**PASSAGE SHOWN**:
The Reason behind the Storm

There was a season recently when someone very close to me was walking through something that didn’t make sense.

It wasn’t just a hard week. It wasn’t ordinary stress. It was wave after wave — physical symptoms with no medical explanation, emotional strain, tension in relationships, strange opposition from directions that felt almost coordinated. It lasted for months. She eventually had to step away from work because it became so overwhelming.

And what made it heavier was not just the battle itself, but the commentary surrounding it.

She would reach out for prayer and be met with the same well-meaning counsel: pray more, examine your heart, close doors, renew your mind, forgive again — really forgive. The implication, subtle or not, was that somewhere she must be missing something. Somewhere she must be failing.

But I knew her. I watched her cling to the Word. I saw her fast, pray, seek God with sincerity. If effort alone could have resolved it, it would have.

Not long after, I went through something similar — though not to the same intensity. My health was hit. There were unsettling moments in the house I manage. Car trouble. Disturbances in my sleep. I wasn’t gripped by fear, but I was puzzled. I remember asking quietly, “Lord, what is this?”

When I reached out for prayer, I received the same responses she had. Pray harder. Have more faith. Search for hidden sin. Forgive deeper. It was offered with sincerity. But when that is the only lens applied to suffering, it can become heavy. The enemy is quick to twist it into condemnation.

I began to wrestle with a deeper question: Is protection always the absence of attack? If I am doing what I know to do — renewing my mind, guarding my heart, walking uprightly — does that mean hardship cannot touch me?

Scripture doesn’t support that conclusion.

Job lived righteously, and yet God permitted Satan to test him. His friends were certain he had done something wrong. They searched for hidden fault. But the text makes it clear: this was not punishment. It was permitted for reasons beyond human logic.

In Luke 22:31, Jesus tells Peter, “Satan has asked to sift you as wheat.” The sifting was allowed. But so was the prayer. “I have prayed for you, that your faith may not fail.”

That detail steadies me. Sometimes the attack is not evidence of failure — it is an arena for faith to be strengthened.

In John 9, when the disciples saw a man born blind, their first instinct was to assign blame. “Who sinned?” Jesus answered, “Neither… but that the works of God should be revealed in him.”

That passage has changed the way I look at suffering in others. Not everything is a consequence. Not every storm is self-inflicted.

**STUDY QUESTIONS**:
• 1. Answer these questions about the passage on suffering:
(a) What did the woman in the first account eventually have to do because of how overwhelming things became?
(b) According to Luke 22:31, what did Satan ask to do to Peter?
(c) In John 9, what was the disciples' first instinct when they saw the man born blind?
• 2. Reproduce the passage on suffering word for word, everything from "Job lived righteously, and" down to "to be strengthened.".
The records are not needed for this work.

**Referring expression data**:
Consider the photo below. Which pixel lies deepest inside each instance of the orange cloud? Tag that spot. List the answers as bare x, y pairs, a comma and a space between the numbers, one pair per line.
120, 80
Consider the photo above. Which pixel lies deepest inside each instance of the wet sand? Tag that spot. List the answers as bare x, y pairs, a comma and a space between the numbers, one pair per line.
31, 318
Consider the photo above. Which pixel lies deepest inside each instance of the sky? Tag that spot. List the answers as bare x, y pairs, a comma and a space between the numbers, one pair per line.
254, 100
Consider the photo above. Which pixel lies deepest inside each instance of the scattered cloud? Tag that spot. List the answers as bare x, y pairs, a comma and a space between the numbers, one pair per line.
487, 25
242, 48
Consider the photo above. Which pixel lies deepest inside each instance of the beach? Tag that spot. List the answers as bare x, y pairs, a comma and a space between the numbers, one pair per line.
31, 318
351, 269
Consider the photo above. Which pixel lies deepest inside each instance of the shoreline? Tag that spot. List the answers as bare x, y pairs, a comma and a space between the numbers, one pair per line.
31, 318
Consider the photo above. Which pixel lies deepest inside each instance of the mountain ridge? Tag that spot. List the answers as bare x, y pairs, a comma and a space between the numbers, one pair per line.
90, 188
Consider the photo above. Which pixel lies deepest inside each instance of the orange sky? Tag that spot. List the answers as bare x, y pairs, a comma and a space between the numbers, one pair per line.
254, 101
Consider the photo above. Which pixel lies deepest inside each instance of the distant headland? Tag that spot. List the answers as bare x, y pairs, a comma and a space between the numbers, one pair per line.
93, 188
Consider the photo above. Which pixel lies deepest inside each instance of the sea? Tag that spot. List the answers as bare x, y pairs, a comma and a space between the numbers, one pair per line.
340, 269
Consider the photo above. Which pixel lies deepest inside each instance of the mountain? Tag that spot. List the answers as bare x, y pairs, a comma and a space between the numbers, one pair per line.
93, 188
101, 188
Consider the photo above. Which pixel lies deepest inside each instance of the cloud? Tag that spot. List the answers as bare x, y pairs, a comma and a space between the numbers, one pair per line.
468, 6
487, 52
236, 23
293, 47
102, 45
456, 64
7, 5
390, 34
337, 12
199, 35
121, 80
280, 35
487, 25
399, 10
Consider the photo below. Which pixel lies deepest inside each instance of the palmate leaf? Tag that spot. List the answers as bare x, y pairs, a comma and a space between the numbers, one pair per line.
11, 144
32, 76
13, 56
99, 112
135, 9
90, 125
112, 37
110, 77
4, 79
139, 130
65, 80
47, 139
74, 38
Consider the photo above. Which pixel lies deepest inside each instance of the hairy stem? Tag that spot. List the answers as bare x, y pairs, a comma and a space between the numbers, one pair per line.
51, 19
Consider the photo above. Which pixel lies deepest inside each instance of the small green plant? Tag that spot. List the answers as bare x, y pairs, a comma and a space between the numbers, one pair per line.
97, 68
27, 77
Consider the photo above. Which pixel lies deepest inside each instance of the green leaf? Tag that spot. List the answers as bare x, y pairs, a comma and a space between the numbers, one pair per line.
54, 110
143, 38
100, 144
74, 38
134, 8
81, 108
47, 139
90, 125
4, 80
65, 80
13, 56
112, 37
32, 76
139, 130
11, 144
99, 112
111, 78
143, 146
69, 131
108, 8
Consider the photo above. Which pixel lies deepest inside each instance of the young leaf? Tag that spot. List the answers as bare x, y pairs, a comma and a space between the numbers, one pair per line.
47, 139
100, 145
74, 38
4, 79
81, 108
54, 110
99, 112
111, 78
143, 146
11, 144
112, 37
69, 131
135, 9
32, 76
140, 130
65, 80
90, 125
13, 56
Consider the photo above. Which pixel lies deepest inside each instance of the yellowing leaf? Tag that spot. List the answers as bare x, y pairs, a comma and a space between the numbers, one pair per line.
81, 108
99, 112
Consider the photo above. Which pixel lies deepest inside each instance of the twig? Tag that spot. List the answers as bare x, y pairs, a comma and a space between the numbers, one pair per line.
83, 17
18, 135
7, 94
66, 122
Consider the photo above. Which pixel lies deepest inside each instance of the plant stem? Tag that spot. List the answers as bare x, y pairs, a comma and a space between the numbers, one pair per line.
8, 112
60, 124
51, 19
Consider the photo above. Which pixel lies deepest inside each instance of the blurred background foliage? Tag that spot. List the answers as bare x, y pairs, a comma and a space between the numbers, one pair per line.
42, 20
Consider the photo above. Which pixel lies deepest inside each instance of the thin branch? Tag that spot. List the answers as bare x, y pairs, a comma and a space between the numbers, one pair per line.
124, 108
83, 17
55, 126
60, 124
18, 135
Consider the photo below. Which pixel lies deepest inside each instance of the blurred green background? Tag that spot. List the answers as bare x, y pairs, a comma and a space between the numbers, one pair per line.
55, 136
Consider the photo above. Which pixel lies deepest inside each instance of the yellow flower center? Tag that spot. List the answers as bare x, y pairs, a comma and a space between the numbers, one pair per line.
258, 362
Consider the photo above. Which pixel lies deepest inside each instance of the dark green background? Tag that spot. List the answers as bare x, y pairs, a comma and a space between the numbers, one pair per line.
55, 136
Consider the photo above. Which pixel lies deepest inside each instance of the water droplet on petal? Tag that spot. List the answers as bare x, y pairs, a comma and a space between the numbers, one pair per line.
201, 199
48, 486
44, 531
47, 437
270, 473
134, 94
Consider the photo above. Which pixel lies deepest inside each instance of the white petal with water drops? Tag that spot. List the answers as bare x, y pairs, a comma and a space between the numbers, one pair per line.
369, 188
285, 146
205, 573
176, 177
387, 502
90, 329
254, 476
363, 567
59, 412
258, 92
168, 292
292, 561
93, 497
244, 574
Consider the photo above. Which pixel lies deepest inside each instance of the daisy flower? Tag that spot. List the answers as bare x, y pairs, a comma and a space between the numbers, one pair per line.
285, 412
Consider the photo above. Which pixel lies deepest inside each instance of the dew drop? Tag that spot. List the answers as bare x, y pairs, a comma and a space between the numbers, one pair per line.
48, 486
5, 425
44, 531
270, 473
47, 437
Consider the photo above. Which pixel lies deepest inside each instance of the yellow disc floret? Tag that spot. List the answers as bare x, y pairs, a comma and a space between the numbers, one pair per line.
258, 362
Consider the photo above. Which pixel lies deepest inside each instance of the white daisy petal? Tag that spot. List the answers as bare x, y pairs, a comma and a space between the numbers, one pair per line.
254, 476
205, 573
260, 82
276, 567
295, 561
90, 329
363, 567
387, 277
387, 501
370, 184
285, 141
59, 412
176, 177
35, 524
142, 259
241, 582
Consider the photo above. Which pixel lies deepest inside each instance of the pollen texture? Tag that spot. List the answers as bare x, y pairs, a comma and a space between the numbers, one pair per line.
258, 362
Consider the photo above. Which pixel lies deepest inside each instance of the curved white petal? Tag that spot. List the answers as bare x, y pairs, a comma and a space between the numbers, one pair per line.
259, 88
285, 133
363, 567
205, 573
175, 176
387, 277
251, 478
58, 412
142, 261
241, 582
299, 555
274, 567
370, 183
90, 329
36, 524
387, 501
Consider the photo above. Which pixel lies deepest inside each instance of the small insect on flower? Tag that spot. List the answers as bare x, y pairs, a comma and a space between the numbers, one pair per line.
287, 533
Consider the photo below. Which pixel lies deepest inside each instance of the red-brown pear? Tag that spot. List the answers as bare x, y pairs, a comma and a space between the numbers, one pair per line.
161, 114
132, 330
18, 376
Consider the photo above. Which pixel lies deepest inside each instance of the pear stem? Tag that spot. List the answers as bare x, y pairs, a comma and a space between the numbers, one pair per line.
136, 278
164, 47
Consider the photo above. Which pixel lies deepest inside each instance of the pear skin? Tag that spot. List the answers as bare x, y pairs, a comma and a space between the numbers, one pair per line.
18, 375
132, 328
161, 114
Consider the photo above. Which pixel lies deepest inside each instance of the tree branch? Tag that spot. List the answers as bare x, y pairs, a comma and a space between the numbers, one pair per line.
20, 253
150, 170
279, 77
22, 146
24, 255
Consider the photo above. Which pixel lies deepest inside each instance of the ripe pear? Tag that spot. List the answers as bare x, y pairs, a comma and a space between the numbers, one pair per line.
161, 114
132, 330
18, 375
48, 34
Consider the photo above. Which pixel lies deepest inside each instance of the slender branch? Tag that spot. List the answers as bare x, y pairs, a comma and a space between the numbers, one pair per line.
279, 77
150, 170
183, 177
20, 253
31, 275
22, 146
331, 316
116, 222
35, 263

**ANSWERS**:
• 1.
(a) She had to step away from work.
(b) Satan asked to sift Peter as wheat.
(c) Their first instinct was to assign blame.

• 2.
Job lived righteously, and yet God permitted Satan to test him. His friends were certain he had done something wrong. They searched for hidden fault. But the text makes it clear: this was not punishment. It was permitted for reasons beyond human logic.

In Luke 22:31, Jesus tells Peter, “Satan has asked to sift you as wheat.” The sifting was allowed. But so was the prayer. “I have prayed for you, that your faith may not fail.”

That detail steadies me. Sometimes the attack is not evidence of failure — it is an arena for faith to be strengthened.